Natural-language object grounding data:
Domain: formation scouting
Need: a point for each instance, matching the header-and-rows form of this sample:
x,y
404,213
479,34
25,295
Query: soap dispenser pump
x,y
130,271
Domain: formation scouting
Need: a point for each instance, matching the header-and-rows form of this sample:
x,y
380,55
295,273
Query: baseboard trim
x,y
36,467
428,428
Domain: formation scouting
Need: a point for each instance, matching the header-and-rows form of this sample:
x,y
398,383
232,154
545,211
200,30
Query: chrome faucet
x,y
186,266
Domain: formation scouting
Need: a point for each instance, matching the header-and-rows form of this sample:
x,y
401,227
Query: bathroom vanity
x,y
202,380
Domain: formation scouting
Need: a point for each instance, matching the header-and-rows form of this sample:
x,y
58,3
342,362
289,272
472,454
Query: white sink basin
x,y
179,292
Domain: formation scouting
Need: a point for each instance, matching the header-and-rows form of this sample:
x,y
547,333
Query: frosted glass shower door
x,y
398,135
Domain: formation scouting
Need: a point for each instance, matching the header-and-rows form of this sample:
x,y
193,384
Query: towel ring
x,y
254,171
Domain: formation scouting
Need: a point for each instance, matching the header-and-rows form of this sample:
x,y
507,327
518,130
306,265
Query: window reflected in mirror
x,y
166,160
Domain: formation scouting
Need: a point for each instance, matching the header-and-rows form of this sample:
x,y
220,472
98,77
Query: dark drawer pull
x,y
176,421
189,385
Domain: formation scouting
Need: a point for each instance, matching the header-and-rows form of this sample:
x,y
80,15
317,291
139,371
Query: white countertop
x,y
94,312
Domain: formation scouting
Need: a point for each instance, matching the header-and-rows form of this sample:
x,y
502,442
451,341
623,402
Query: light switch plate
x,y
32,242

**What you are asked to do**
Your output should match the records above word for word.

**Answer to the exercise**
Domain: formation scouting
Need: a point for each instance, matching the header-and-rows form of this sample:
x,y
404,213
479,34
25,295
Query: soap dispenser pump
x,y
130,271
Domain: formation scouting
Need: a point for each instance, matching the header-and-rows form of this sample:
x,y
380,55
295,273
Query: baseboard trim
x,y
36,467
428,428
Domain: formation scouting
Need: a point for each instance, matching the header-and-rows form of this sample:
x,y
398,383
232,154
545,211
200,30
Query: chrome faucet
x,y
186,266
Domain: formation scouting
Need: a point for each instance, matching the header-and-rows form of this sample:
x,y
401,227
Query: bathroom vanity
x,y
202,380
Domain: formation scouting
Need: a point for each instance, matching the header-and-rows form of this sample:
x,y
58,3
342,362
289,272
472,454
Query: white sink basin
x,y
179,292
Domain: formation scouting
Need: a point for each instance, matching the header-and-rows form of this sample:
x,y
547,333
Query: frosted glass shower door
x,y
398,135
Domain: formation scouting
Need: a point for each instance, matching the header-and-rows form of this sample:
x,y
193,384
Query: towel ring
x,y
254,171
Domain: formation scouting
Need: a point for each instance, matching the header-and-rows form of this sample:
x,y
507,327
518,130
306,265
Query: window reflected in mirror
x,y
166,160
Domain: formation scouting
Need: a point for each instance, matching the header-and-rows form of this sample:
x,y
220,472
98,77
Query: dark drawer pull
x,y
176,421
189,385
Domain: formation scouting
Need: a point for each instance, matching the header-and-rows form of this sample:
x,y
80,15
317,291
139,371
Query: white countertop
x,y
94,312
Domain: formation scouting
Need: a point for each instance, matching the header-and-rows form of this sample:
x,y
502,442
451,341
623,402
Query: light switch plate
x,y
32,242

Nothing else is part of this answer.